** start Available records **

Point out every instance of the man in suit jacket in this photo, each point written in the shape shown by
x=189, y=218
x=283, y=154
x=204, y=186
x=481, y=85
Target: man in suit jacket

** end Available records **

Quote each item above line for line, without changing any wording or punctuation.

Exercise response
Point out every instance of the man in suit jacket in this photo, each point written in the shape shown by
x=189, y=218
x=283, y=154
x=204, y=186
x=481, y=85
Target: man in suit jacket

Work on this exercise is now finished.